Texto fornecido »
A cobrança com o resultado dá espaço ao prazer na
elaboração, o imediatismo do mundo contemporâneo é deixado de
lado, não sabemos quanto poderá durar nem onde chegaremos, e somente
trabalhando, a necessidade de novas buscas se tornam emergentes e sentimos que
o momento final do trabalho se aproxima.
O sujeito do processo criativo detém o saber sobre a hora de
finalizar o trabalho no instante em que a resolução reflete seu equilíbrio
interno. Isto não quer dizer que o trabalho esteja finalizado no sentido de
estar resolvido, ainda podem perdurar perguntas que não se esgotarão apenas
nessa etapa do processo.
Uma nova caminhada se inicia, e com ela questões remanescentes
dessa etapa se unirão às novas necessidades de um estado de tensão, de uma
orientação interior, que não conhecemos.
Um caminho de experimentações e vivências onde tudo se mistura e
se integra. O "pisar em ovos" torna-se divertido e só encontrando,
saberá o que buscou. Criar livremente, compreender no sentido mais lúcido e
amplo o que é ser livre: Ter entendimento de si, uma aceitação de si, ocupar
seu espaço de vida.

Itens »
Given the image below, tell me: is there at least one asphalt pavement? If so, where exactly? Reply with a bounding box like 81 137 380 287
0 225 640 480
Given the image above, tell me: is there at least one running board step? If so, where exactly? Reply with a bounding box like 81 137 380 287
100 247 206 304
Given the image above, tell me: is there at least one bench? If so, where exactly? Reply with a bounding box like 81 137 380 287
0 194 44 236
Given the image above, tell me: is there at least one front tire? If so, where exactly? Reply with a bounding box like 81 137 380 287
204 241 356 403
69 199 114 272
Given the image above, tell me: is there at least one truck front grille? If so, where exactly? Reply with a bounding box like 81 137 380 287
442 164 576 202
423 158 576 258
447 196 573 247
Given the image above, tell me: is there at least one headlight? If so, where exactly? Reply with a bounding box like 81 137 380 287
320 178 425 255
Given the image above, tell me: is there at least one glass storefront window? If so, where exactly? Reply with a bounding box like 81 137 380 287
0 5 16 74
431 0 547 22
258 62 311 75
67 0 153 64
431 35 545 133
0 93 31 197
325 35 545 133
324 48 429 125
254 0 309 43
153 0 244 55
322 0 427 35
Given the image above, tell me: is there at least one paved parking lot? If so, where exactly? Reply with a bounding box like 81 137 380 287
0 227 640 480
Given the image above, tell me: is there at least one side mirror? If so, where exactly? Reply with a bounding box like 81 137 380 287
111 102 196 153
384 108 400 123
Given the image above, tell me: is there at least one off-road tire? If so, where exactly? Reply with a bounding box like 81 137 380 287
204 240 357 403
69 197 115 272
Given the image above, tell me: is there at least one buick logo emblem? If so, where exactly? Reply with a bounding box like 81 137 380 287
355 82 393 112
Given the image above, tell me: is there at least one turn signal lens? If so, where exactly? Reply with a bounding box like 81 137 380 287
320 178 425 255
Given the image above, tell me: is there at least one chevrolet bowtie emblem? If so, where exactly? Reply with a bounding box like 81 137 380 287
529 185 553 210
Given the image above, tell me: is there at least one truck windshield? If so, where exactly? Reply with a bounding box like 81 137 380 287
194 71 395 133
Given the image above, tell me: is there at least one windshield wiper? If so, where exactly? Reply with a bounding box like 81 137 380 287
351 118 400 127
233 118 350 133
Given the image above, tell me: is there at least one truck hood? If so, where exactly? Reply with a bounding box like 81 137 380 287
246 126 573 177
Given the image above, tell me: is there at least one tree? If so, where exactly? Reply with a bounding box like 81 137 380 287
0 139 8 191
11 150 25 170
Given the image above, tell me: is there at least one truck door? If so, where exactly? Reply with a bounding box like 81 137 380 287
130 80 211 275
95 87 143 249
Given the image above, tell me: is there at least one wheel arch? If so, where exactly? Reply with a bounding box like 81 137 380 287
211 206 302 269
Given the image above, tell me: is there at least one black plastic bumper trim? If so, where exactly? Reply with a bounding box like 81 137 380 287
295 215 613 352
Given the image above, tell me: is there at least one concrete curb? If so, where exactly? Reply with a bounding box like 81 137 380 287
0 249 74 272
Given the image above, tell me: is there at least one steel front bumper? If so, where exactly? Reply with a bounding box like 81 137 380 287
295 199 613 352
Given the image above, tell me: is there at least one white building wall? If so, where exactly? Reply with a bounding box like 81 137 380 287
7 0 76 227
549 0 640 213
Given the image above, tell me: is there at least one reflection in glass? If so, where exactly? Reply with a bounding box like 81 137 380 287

Tarefa obrigatória 1 » Segundo o texto sobre o processo criativo, quem detém o saber sobre a hora de finalizar o trabalho?
Tarefa obrigatória 2 » Imprima o trecho do texto sobre o processo criativo que começa em "A cobrança com" e termina em "etapa do processo.", incluindo ambos.

Resposta correta 1 » O sujeito do processo criativo.

Resposta correta 2 »
A cobrança com o resultado dá espaço ao prazer na
elaboração, o imediatismo do mundo contemporâneo é deixado de
lado, não sabemos quanto poderá durar nem onde chegaremos, e somente
trabalhando, a necessidade de novas buscas se tornam emergentes e sentimos que
o momento final do trabalho se aproxima.
O sujeito do processo criativo detém o saber sobre a hora de
finalizar o trabalho no instante em que a resolução reflete seu equilíbrio
interno. Isto não quer dizer que o trabalho esteja finalizado no sentido de
estar resolvido, ainda podem perdurar perguntas que não se esgotarão apenas
nessa etapa do processo.